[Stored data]
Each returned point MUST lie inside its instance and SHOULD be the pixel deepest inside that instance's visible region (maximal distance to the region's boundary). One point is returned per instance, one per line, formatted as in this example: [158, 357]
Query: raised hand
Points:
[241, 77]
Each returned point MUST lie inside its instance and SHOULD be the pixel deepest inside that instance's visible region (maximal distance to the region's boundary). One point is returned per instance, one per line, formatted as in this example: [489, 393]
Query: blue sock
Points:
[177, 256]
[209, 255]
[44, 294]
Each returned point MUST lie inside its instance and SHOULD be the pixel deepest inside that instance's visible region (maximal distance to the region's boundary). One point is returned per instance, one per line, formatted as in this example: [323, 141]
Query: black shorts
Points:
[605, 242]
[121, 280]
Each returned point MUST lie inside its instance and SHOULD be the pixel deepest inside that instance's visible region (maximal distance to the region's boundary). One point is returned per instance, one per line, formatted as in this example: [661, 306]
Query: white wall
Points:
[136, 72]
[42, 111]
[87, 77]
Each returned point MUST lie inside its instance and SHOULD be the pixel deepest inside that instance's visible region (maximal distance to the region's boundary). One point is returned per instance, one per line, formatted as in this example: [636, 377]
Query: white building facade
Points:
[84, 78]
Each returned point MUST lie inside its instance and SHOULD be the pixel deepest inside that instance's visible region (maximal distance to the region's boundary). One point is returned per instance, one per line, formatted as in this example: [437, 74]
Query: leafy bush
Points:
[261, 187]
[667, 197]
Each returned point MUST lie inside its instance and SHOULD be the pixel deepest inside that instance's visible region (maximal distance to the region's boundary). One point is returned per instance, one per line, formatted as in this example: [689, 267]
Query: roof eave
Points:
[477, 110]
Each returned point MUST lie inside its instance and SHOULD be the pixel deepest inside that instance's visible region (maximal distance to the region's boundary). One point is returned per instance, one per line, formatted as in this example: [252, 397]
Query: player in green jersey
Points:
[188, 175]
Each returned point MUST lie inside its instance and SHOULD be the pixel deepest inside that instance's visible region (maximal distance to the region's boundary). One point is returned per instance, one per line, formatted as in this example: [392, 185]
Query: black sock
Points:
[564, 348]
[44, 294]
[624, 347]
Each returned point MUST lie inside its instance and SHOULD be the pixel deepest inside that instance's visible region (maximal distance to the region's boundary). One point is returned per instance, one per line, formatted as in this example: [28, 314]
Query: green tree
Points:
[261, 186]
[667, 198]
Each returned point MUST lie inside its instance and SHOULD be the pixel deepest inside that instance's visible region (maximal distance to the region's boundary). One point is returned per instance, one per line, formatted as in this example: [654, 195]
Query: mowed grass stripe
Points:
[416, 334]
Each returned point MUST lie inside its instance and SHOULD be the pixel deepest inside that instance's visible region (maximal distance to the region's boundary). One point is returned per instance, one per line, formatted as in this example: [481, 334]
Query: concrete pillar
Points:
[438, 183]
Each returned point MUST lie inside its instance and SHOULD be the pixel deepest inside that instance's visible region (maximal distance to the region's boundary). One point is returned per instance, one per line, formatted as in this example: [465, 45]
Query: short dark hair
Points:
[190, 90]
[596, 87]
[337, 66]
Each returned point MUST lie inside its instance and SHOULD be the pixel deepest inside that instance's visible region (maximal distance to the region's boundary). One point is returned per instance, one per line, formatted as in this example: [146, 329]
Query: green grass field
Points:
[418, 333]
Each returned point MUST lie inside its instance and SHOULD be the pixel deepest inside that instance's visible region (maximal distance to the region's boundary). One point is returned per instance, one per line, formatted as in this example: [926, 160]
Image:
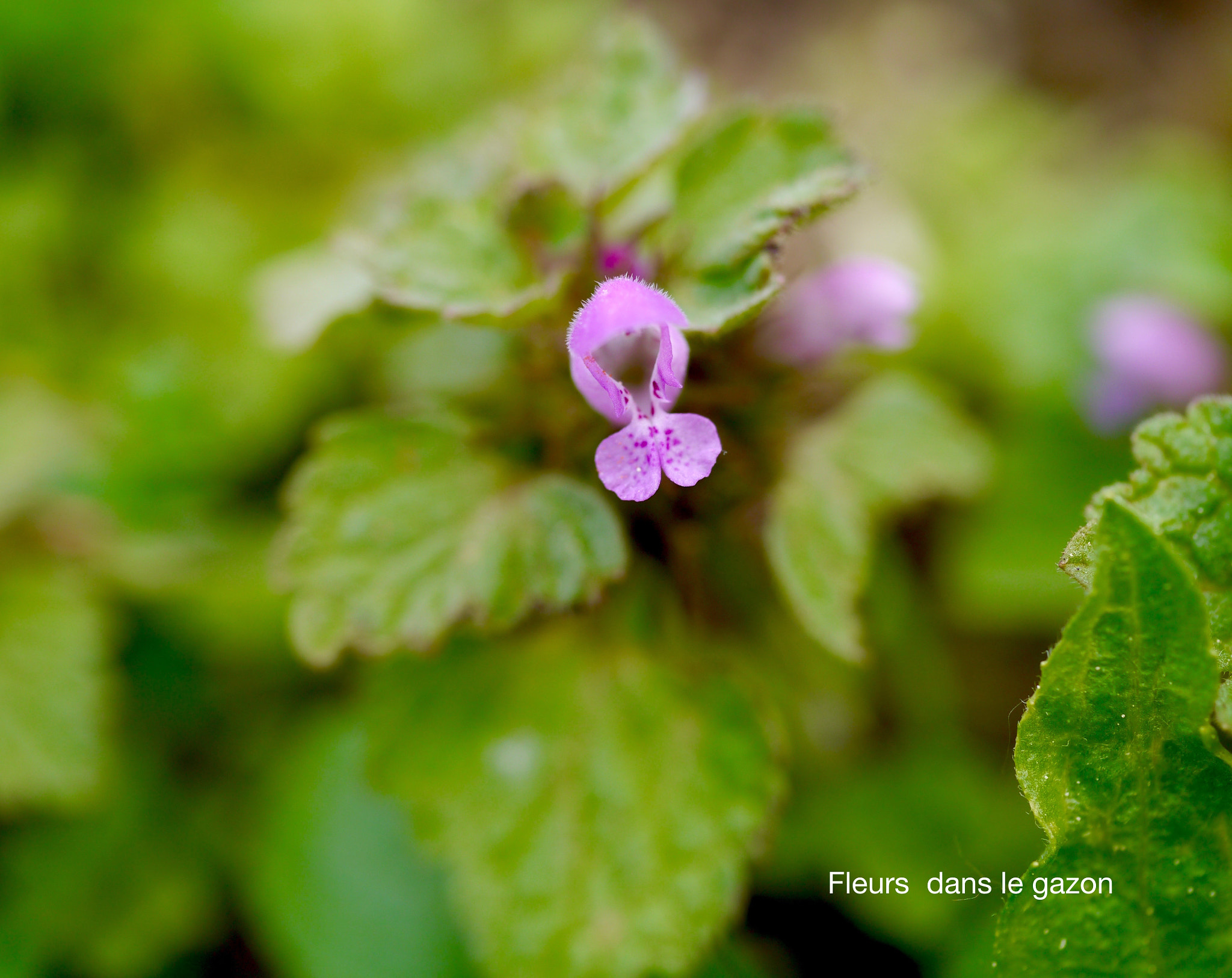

■ Aim of the exercise:
Give the data above back unchanged, except for the pictures.

■ Output below:
Each returned point MUST lie inside its instance and SHOULD be the pixel deepest inside that instance's visible region (maximal distance to the region's boundary). One point is returned per instance, one per line, formatted as in this example: [158, 357]
Query: raised hand
Points:
[241, 77]
Each returned point MUST lie inside its instance and SHOULD be the pixel deepest inside that instance's visible region (maximal distance to the region's boundary). One point is returned per instance, one per line, formatted as in this example: [489, 393]
Query: blue sock
Points:
[177, 256]
[209, 255]
[44, 294]
Each returned point MUST lie inside its instance and SHOULD be the pixel deepest inside that instance's visible region (maximal distance to the region's boundary). One point is returned per instance, one per line, formatted as in this example: [323, 141]
Query: black shorts
Points:
[605, 242]
[121, 280]
Each returned point MUST lie inside its instance and SHOULD be the pixel deepest inside that instance's visible region (maximal distance to the region's boundary). One point is returned per instance, one per line, formatted as in this example: [661, 306]
Query: white wall
Points:
[136, 72]
[42, 111]
[87, 77]
Each returned point MUST lie inside its instance and SHOULD be the pixel deepest inside that instance's visible region (maximal distance to the region's boundary). One point is returned per instance, one per line, formatted as in this example: [636, 377]
Query: white building facade
Points:
[84, 78]
Each returned point MUST lie inside its instance and SHOULD be the pixel deepest inside that instance's visible region (maximal distance to the region's boundary). One point is returned per instance, one per line, formatted as in this example: [437, 74]
Query: leafy bush
Points:
[261, 187]
[667, 197]
Each returned point MUST lie inside its instance and SHOULD be the pixel deepest inside that instance's visible region (maximal distance to the region's boundary). One point is returned per instance, one per line, formatted as in this example: [689, 267]
Query: roof eave
Points:
[477, 110]
Each returned point MUST lie inside its instance and SHOULD be the pixel deepest inside that instance's visible region (maximal distance to the region's boundary). One point is returned per instance, one per line, formatted as in this example: [252, 397]
Query: player in green jersey
Points:
[188, 175]
Each returned point MUST lie inside its instance and SHOULD be the pixel deepest inside that instance's visible region (maximal distance to the region's boundary). One point is returned per instance, one per line, formatted as in this example: [392, 185]
Query: black sock
Points:
[564, 348]
[44, 294]
[624, 347]
Each returned point MUST lie inside its instance and SHOULD be the pixel deepest inside that instance's visible region (maximal distance to the region's boundary). One point is returned per instance, one per line, formatted as in this example: [28, 314]
Query: green tree
Points:
[261, 186]
[667, 198]
Each returned point MUST lie inside its instance and SHOULD be the pixel deepest inside that instance's visible region (maximal distance to the region's boundary). One point is returned per instance, one per line, formatted as in this example: [654, 195]
Query: mowed grass stripe
Points:
[416, 334]
Each returned point MUST lie inside its instance and SHOULD be the pixel deepest inside that instance's visible region (maximal distance to the region's boundary). One point is returned per instance, one per line, formatted as in this example: [481, 334]
Query: concrete pillar
Points:
[438, 183]
Each returned point MUST lie inside its instance and SHOULD be the pixel deepest inside that instance's visible region (maximal distance to the region's boundary). One point is returned per instance, one per line, formatted as in this example: [465, 45]
Query: short dark hair
Points:
[190, 90]
[596, 87]
[337, 66]
Each returned point MUST lie inside its instance and SHOULD be the pixel deepest inside that instance's visible region (maximal distance to the region's boundary). One point is returned per instance, one per line, formatted as in this example: [146, 329]
Query: green grass field
Points:
[418, 333]
Each returned point MUST lie inside its instance and SHOULD be the pixel deepest inside that instance's visible region (maximal distance to the region's boundary). One point is returned per instance, one per line, formatted as in this example: [926, 160]
Image:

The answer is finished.